● TASK TO CARRY OUT:
Return all of the records exactly.

● DATA SECTION:
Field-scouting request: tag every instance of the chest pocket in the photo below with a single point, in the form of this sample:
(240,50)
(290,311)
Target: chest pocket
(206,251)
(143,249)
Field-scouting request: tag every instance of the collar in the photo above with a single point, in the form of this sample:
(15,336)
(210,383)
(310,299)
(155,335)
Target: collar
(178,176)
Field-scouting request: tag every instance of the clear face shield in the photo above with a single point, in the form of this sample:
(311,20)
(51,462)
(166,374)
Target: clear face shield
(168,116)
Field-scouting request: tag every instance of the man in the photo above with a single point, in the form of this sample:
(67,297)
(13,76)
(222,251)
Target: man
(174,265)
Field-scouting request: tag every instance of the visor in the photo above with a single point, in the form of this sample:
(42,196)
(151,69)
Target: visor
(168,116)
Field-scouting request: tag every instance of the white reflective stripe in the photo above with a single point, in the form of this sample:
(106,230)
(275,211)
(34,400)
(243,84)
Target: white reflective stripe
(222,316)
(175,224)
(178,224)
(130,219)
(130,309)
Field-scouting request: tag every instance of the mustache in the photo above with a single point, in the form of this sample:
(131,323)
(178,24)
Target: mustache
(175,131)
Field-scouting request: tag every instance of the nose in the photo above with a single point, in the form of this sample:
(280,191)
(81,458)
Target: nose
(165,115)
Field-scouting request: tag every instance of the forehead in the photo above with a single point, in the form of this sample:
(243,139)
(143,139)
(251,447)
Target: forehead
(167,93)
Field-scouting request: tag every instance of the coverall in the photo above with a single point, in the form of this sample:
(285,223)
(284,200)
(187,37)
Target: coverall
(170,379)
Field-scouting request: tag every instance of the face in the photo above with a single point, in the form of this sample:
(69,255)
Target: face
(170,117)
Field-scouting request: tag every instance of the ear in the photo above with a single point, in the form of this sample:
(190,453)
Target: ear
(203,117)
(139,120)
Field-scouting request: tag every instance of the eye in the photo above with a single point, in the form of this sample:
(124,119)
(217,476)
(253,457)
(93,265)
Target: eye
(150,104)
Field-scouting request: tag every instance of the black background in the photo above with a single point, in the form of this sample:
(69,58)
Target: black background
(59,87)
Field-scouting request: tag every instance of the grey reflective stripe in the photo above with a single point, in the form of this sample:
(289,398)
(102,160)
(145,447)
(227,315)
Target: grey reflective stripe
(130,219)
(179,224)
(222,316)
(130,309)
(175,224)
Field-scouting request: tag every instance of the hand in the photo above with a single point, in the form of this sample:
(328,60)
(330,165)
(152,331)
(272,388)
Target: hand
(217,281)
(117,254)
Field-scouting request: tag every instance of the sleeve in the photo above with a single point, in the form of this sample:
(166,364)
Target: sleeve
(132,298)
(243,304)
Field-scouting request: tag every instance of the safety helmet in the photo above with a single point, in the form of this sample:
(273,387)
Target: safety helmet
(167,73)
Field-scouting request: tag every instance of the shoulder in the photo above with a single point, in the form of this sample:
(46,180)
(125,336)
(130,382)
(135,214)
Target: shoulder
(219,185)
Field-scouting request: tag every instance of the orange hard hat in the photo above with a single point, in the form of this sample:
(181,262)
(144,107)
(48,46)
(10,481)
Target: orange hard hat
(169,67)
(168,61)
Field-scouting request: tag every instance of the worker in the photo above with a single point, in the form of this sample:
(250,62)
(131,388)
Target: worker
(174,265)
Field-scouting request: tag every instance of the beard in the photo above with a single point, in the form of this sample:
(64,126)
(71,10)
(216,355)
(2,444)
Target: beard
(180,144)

● SOLUTION TO THIS PROBLEM:
Field-scouting request: tag every instance of the chest pocket in the photo below with a single point, in the form of this sample:
(240,50)
(290,311)
Target: chest pocket
(206,251)
(143,249)
Field-scouting request: tag every instance of the collar in the photo above with a single point, in the form of this sample:
(15,336)
(210,383)
(310,299)
(155,335)
Target: collar
(178,176)
Field-scouting request: tag every instance of the clear face shield in the photo above with a single point, in the form of this sample:
(311,20)
(51,462)
(166,374)
Target: clear face shield
(168,116)
Field-scouting request: tag every instance of the man in the photo above with a single point, in the form of this sample:
(67,297)
(13,76)
(222,251)
Target: man
(174,265)
Field-scouting request: tag every instance of the visor in the photo above with a single point, in the form of this sample:
(42,196)
(151,69)
Target: visor
(168,116)
Field-scouting request: tag every instance of the white reflective stripe in the photo above with a single point, in the form of this sample:
(106,230)
(275,211)
(34,400)
(243,84)
Target: white reflective stripe
(222,316)
(175,224)
(178,224)
(130,219)
(130,309)
Field-scouting request: tag every instance of the mustache in the photo above with a single point, in the form of this sample:
(131,323)
(178,24)
Target: mustache
(175,131)
Field-scouting request: tag every instance of the nose in the photo above with a single point, in the form of this sample:
(280,191)
(81,458)
Target: nose
(165,115)
Field-scouting request: tag every instance of the forehead in the photo above with a single point, in the form of this sample:
(243,139)
(143,139)
(251,447)
Target: forehead
(167,93)
Field-scouting request: tag every instance of the coverall in the photo above with a single point, in the form of this sample:
(285,223)
(284,200)
(187,37)
Target: coverall
(170,379)
Field-scouting request: tag every instance of the face in the photo above with a single point, in the form of this sample:
(69,255)
Target: face
(170,117)
Field-scouting request: tag every instance of the ear in the photo above with a single point, in the form of this sample:
(190,453)
Target: ear
(203,117)
(139,120)
Field-scouting request: tag every instance of the eye in the photo above with a single point, in the form of this sample:
(124,119)
(217,476)
(253,457)
(93,265)
Target: eye
(150,104)
Field-scouting request: tag every instance of the black background in the photo above with a single point, in the form of this sample:
(69,58)
Target: black background
(59,87)
Field-scouting request: tag every instance of the grey reflective stripe in the photo above with a single point, in the form of this sample:
(289,398)
(102,160)
(145,447)
(227,315)
Target: grey reflective stripe
(130,219)
(179,224)
(222,316)
(130,309)
(175,224)
Field-scouting request: tag every instance of the hand in the photo above with a single point, in the form of this sample:
(328,60)
(330,165)
(152,331)
(272,388)
Target: hand
(217,281)
(117,254)
Field-scouting request: tag every instance of the sleeve in the photo above with a single point, in the form of this sample:
(166,364)
Target: sleeve
(132,298)
(243,304)
Field-scouting request: tag every instance of the safety helmet in the photo above with a single point, in the form of this sample:
(273,387)
Target: safety helmet
(167,73)
Field-scouting request: tag every instance of the shoulder in the photo above with a single point, in the form of this sample:
(46,180)
(125,336)
(130,382)
(135,214)
Target: shoulder
(219,185)
Field-scouting request: tag every instance of the orange hard hat in the photo above with a single point, in the form of this sample:
(181,262)
(144,107)
(48,46)
(10,481)
Target: orange hard hat
(169,67)
(168,61)
Field-scouting request: tag every instance of the worker in the photo above with a single point, in the form of this sample:
(250,62)
(131,388)
Target: worker
(174,265)
Field-scouting request: tag every instance of the beard in the photo above with a single point, in the form of this sample:
(64,126)
(71,10)
(216,355)
(2,444)
Target: beard
(180,144)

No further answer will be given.